■ Required work
Scale the data below from the line with "Can you spot the stone curtain" through the line with "[[971, 557], [1058, 499], [803, 588], [856, 672]]" (both lines included), writing out every line again with its request. Multiply each x, y coordinate in the answers by 0.8, round to whole numbers with halves going up, and return only those lines.

■ Extracted material
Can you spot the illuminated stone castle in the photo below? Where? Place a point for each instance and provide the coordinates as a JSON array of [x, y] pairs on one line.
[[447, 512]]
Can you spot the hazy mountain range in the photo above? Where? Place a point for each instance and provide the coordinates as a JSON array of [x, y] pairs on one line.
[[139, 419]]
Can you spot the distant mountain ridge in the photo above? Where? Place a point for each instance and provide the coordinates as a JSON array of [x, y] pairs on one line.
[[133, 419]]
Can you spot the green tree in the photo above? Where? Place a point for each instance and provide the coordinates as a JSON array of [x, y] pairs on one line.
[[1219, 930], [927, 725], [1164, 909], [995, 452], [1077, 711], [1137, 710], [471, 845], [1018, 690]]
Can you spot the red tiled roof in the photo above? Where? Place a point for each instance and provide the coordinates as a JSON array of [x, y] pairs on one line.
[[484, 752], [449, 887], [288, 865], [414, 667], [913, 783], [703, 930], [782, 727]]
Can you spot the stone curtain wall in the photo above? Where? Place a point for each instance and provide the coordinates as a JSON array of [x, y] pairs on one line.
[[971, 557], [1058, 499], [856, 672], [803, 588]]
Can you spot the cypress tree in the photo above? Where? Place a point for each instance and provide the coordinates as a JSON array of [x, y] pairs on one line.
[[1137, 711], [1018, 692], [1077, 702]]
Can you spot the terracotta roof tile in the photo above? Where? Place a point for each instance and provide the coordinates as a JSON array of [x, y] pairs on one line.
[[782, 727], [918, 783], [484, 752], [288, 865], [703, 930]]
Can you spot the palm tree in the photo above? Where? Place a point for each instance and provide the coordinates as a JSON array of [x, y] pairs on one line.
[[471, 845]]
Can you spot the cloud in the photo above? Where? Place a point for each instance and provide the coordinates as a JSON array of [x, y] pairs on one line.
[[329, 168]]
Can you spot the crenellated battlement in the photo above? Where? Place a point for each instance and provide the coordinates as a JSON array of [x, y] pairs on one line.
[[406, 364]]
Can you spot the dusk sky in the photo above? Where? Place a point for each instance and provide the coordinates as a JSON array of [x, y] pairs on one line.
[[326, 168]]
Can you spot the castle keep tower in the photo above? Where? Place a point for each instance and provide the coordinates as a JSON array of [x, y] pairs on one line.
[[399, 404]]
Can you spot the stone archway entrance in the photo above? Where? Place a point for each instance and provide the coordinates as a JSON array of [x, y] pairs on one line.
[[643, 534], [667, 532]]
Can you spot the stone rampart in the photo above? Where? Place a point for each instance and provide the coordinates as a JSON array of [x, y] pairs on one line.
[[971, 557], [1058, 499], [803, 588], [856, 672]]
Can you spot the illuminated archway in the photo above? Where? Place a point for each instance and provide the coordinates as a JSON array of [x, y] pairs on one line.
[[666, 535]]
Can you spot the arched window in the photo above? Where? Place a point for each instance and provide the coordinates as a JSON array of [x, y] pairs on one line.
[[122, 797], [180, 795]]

■ The output
Can you spot the stone curtain wall in the photo above? Where? Place a point for each instance and provide the coordinates as a JSON array of [x, y] pairs on one line.
[[777, 446], [846, 399], [685, 538], [642, 470]]
Can you spot the cypress tree in the photo above? Where? Place a point for each instance and provide the coordinates as a JSON array of [x, y] pairs on one line.
[[910, 569], [814, 554], [862, 562]]
Can you spot the terracotta roof tile in the photo above? Where? Place a point for each instance and provide the coordinates as a JSON array of [x, y] pairs on one line.
[[626, 582], [734, 626], [387, 602], [230, 692], [562, 744]]
Can you spot the palm tree in the photo above? Where? Place a point for each instance and provide the coordinates as a JSON array of [x, y] pairs on one line.
[[377, 676]]
Can you spot the cloud in the photo above? Where? Place a point for each instance and provide the coordinates as a JSON array of [x, y] pairs on one line.
[[263, 134]]
Can you spot the crenellated battlement in the photo above? Where? Place a point for each instance and provide the coordinates as a JSON array of [x, y] pairs on one line.
[[325, 291]]
Can you spot the dusk sky in the photo above? Where? Place a point for each instance and provide the coordinates as a JSON array of [x, y] pairs on one line.
[[261, 134]]
Can you spot the castle keep tower in the photo above? Where? Place a point for each instance and provide the coordinates as a JSON array of [x, y] pairs on one line.
[[319, 323]]
Can you spot the stone archway entrance in the photo above? Where? Place a point for each instance and provide the coordinates as a JSON array of [x, y] pairs on one line.
[[514, 427], [534, 426]]
Can you spot the stone rampart in the photo above? Where? Place a point for each instance and provide the coordinates as a JSON array of [x, y] pairs on one line.
[[777, 446], [846, 399], [642, 470], [685, 538]]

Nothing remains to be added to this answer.